* [WORK TO BE COMPLETED]:
Reproduce every line from the start of the records through the line holding "pixel 69 51", inclusive, requests included, and add 77 to each coordinate in the answers.

Extracted data entries:
____________________

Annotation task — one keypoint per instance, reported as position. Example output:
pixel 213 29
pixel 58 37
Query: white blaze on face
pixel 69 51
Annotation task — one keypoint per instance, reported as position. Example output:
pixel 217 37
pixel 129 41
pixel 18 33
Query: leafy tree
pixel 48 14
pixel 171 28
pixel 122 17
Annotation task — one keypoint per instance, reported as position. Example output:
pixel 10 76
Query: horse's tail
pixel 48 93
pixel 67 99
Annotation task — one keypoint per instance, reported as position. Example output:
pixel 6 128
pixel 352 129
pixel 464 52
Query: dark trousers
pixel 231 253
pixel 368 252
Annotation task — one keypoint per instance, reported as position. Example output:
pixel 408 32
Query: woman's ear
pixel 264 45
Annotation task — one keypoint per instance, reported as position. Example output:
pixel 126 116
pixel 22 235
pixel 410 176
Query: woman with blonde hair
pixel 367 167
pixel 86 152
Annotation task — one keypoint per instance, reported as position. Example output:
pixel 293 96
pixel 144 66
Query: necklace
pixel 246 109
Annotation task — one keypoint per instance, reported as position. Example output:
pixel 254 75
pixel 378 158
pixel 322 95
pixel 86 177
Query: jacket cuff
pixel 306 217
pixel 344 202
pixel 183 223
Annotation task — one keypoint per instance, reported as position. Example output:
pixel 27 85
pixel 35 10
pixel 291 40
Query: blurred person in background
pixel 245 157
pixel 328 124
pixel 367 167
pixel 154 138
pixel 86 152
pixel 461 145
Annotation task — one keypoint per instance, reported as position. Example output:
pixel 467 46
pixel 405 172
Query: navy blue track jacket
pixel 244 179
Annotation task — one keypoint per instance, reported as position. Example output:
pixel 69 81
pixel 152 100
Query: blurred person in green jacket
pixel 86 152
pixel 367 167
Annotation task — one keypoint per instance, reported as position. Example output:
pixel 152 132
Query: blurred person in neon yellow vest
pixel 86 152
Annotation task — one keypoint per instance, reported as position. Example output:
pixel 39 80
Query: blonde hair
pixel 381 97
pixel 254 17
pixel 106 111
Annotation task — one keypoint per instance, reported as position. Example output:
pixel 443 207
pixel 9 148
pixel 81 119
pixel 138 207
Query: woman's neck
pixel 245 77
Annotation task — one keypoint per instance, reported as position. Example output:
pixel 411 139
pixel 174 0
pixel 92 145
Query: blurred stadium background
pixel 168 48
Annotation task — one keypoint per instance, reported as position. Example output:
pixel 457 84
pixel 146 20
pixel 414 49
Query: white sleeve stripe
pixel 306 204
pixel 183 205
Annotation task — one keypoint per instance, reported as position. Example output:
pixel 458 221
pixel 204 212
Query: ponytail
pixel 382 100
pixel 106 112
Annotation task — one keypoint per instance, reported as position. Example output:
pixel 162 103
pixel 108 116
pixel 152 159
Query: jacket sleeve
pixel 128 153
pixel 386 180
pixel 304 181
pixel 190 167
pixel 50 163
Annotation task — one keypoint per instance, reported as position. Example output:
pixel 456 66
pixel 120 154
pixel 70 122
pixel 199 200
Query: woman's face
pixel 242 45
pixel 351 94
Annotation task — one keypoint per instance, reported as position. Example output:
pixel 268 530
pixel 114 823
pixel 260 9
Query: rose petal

____________________

* [TASK RESULT]:
Annotation task — one keypoint per instance, reported as position. Example output:
pixel 213 29
pixel 58 37
Query: white blaze on face
pixel 146 128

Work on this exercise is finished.